Legendary gospel artist Andraé Crouch, who for over 50 years helped close the divide between gospel and mainstream music, died Jan. 8 at the age of 72. Crouch had been taken to Northridge Hospital Medical Center in Los Angeles over the weekend after suffering a heart attack.
A native of San Francisco, Crouch penned his very first gospel song at the age of 14. By 18, he formed his first group, the Church of God in Christ Singers, that featured a then-unknown Billy Preston on keyboards. In 1965, he put together another group, Andraé Crouch & the Disciples, that landed a record deal with Christian label, Light Records. It was there that Crouch first began experimenting with more pop and R&B melodies in his gospel music.
By the early ’70s, Crouch’s music was being admired and covered by some of the biggest names in music, including Paul Simon and Elvis Presley. He also became a sought after studio musician for artist looking to incorporate some gospel flavor in their records, counting the likes of Quincy Jones, Michael Jackson, Diana Ross, and even Beatles drummer Ringo Starr as clients.

**Data to examine**
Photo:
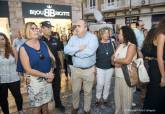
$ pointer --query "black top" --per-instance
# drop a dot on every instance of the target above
(103, 55)
(54, 46)
(152, 52)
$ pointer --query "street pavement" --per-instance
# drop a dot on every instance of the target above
(66, 97)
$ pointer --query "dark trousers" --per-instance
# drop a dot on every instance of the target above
(14, 87)
(56, 84)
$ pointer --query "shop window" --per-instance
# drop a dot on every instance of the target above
(110, 2)
(92, 3)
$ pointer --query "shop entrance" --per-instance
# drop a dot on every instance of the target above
(4, 26)
(60, 25)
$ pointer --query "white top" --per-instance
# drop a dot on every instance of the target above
(18, 42)
(8, 72)
(120, 54)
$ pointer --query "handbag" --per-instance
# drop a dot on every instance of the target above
(142, 72)
(130, 72)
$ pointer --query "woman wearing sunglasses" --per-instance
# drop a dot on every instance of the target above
(35, 60)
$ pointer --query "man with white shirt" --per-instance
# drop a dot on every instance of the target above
(82, 47)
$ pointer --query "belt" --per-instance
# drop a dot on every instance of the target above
(150, 58)
(84, 68)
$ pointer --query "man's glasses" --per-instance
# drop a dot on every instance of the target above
(41, 55)
(34, 29)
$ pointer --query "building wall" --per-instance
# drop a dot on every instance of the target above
(147, 21)
(15, 11)
(120, 9)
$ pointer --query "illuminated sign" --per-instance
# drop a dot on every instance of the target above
(46, 10)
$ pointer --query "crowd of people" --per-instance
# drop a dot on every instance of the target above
(41, 55)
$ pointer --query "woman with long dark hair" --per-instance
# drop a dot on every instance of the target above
(9, 78)
(125, 54)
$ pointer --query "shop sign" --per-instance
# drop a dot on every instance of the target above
(46, 10)
(4, 9)
(134, 19)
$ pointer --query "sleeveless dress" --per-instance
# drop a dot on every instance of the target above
(123, 93)
(154, 101)
(39, 90)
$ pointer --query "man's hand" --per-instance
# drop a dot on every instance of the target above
(82, 47)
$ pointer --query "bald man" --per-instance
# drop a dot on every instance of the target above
(82, 47)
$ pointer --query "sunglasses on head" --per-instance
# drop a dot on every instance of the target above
(41, 55)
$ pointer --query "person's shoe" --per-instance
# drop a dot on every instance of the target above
(74, 111)
(87, 112)
(60, 107)
(97, 103)
(105, 103)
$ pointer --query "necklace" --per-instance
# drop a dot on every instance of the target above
(105, 45)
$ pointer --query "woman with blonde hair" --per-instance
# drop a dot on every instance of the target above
(9, 78)
(161, 62)
(35, 60)
(104, 68)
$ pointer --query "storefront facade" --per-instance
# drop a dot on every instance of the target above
(4, 18)
(17, 16)
(58, 15)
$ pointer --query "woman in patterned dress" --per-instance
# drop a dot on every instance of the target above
(35, 60)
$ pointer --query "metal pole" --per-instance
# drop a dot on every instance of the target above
(130, 16)
(82, 10)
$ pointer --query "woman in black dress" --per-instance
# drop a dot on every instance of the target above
(153, 101)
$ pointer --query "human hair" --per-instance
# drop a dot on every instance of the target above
(137, 23)
(102, 31)
(85, 23)
(148, 42)
(128, 35)
(64, 35)
(161, 27)
(73, 28)
(8, 48)
(27, 29)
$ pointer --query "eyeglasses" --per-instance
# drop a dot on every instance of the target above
(2, 38)
(34, 29)
(41, 55)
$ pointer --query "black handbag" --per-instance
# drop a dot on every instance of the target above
(130, 73)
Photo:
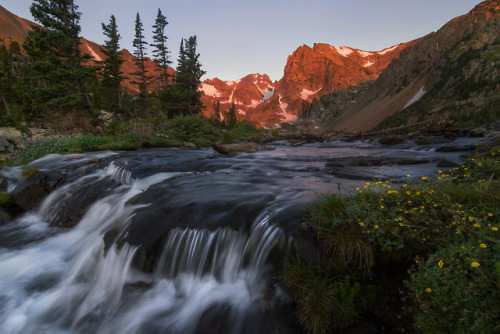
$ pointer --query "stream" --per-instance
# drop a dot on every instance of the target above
(179, 240)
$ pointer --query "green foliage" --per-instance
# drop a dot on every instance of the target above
(111, 66)
(450, 224)
(455, 290)
(188, 75)
(231, 117)
(194, 129)
(58, 146)
(160, 51)
(323, 302)
(6, 200)
(55, 72)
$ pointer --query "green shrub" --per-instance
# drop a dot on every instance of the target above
(450, 225)
(456, 289)
(323, 302)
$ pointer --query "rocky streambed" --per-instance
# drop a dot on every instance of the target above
(177, 240)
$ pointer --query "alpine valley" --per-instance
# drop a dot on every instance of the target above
(447, 79)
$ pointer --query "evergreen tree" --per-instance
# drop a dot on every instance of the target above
(188, 74)
(231, 117)
(56, 65)
(15, 48)
(111, 66)
(140, 59)
(6, 80)
(217, 116)
(160, 51)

**Tasks to complete**
1. Extract the stretch of the article on Andraé Crouch from "By the early" through "Starr as clients.".
2. Answer these questions using the article on Andraé Crouch.
(a) At what age did Crouch write his first gospel song?
(b) Which label gave Andraé Crouch & the Disciples a record deal?
(c) To which hospital was Crouch taken after his heart attack?
3. List every artist that the article on Andraé Crouch names as a client of Crouch's studio work.
Use only the article on Andraé Crouch, not the records, to complete these tasks.

**Answers below**
1.
By the early ’70s, Crouch’s music was being admired and covered by some of the biggest names in music, including Paul Simon and Elvis Presley. He also became a sought after studio musician for artist looking to incorporate some gospel flavor in their records, counting the likes of Quincy Jones, Michael Jackson, Diana Ross, and even Beatles drummer Ringo Starr as clients.

2.
(a) 14
(b) Light Records
(c) Northridge Hospital Medical Center in Los Angeles

3.
Quincy Jones
Michael Jackson
Diana Ross
Ringo Starr